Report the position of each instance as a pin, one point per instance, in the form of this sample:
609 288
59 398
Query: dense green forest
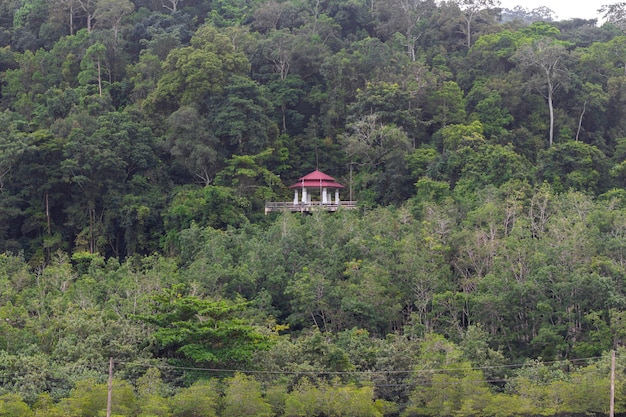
483 274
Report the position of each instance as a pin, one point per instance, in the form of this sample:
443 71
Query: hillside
483 273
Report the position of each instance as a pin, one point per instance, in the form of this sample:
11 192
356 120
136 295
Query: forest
483 272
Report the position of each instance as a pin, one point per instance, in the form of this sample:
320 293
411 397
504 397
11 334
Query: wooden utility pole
110 394
612 396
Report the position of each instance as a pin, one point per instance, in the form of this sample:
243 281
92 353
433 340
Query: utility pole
612 396
110 394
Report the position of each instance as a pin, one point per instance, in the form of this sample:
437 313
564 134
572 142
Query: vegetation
484 273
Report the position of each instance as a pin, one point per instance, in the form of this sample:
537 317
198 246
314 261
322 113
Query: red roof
316 179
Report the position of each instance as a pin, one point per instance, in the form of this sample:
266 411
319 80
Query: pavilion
314 183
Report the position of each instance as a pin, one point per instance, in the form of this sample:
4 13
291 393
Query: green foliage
190 330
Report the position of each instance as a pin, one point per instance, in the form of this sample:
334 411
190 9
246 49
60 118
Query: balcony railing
308 207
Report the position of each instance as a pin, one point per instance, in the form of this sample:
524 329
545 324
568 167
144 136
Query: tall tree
472 10
546 58
407 17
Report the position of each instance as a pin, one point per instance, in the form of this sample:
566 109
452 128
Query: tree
193 144
193 73
615 14
242 397
198 400
547 58
472 9
407 17
92 66
199 332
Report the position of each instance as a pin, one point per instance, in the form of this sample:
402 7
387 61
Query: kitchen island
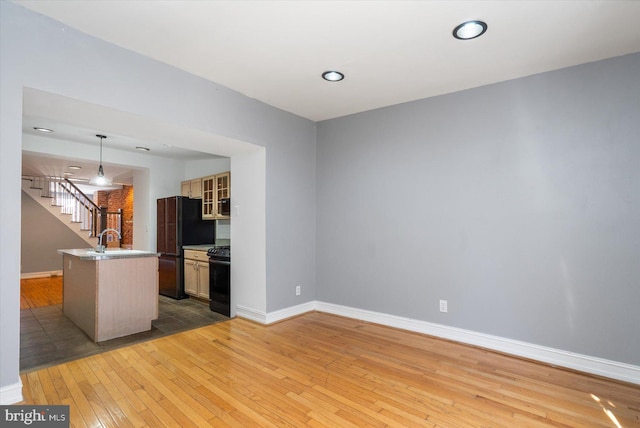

◇ ◇ ◇

Tallying only the lines above that contain the string "utility", with case counting, how many are there? Reply with the number alone.

> _FINAL RESULT_: 2